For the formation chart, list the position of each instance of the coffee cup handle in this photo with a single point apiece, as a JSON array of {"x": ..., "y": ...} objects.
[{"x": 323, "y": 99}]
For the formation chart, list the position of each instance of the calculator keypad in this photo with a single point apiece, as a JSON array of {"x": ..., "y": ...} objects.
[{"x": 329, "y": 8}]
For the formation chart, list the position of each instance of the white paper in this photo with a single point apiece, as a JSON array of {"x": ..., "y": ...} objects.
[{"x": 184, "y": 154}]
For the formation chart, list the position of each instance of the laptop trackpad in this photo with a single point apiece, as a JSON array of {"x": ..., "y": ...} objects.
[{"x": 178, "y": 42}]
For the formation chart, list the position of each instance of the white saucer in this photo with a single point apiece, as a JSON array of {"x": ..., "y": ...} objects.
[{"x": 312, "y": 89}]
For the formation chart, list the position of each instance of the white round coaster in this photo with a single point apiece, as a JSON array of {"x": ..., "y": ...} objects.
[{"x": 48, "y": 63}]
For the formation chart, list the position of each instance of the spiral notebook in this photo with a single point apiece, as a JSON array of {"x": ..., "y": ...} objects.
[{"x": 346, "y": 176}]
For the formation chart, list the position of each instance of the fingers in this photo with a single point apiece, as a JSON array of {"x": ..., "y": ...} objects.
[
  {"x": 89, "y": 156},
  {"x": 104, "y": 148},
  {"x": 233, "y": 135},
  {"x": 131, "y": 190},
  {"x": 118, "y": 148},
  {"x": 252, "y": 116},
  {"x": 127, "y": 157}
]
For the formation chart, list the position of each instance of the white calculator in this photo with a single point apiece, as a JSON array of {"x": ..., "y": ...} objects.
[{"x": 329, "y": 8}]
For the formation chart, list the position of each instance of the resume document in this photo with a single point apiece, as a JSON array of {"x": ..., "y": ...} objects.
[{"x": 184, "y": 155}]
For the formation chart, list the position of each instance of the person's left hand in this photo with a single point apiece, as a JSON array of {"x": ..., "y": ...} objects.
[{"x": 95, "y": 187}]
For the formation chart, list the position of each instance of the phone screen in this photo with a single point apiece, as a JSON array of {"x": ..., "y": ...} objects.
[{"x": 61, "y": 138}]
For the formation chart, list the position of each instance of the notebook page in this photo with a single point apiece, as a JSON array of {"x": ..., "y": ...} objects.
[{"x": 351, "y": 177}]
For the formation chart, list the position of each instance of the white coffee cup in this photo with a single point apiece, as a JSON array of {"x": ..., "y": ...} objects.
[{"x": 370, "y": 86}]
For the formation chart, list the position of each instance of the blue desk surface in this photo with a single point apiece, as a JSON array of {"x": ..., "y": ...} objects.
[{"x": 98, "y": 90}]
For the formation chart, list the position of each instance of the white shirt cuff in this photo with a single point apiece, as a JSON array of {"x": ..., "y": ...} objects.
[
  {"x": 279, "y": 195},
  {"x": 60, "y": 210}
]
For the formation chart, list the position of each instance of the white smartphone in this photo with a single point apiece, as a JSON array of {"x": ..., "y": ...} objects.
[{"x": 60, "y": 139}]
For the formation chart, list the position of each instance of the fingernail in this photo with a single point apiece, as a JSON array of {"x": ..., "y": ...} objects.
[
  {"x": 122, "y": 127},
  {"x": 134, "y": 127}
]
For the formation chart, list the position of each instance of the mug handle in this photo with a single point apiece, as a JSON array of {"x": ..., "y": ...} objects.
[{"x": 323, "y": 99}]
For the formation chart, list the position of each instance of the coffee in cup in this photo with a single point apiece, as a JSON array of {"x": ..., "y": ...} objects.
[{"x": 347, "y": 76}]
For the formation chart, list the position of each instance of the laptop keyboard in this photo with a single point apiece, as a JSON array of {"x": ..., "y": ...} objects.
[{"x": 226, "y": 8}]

Task statement: Starting with the line containing "the mug handle" and going on through the end of the items, give them as a two-column CSV with the headers item and answer, one row per item. Put the item's text and its answer each in a single quoted field, with line breaks turned into spaces.

Worked answer:
item,answer
"For the formation chart, list the position of each instance of the mug handle in this photo with a single point apiece, as a JSON array of {""x"": ..., ""y"": ...} objects.","[{""x"": 323, ""y"": 99}]"
"For the formation chart, list the position of each instance of the coffee in cup in this photo with a single point apiece, as a JSON array of {""x"": ..., ""y"": ...} objects.","[{""x"": 347, ""y"": 76}]"
"For the formation chart, list the position of each instance of the laptop keyboard in this photo with a single point apiece, as a JSON array of {""x"": ..., ""y"": ...} objects.","[{""x"": 226, ""y"": 8}]"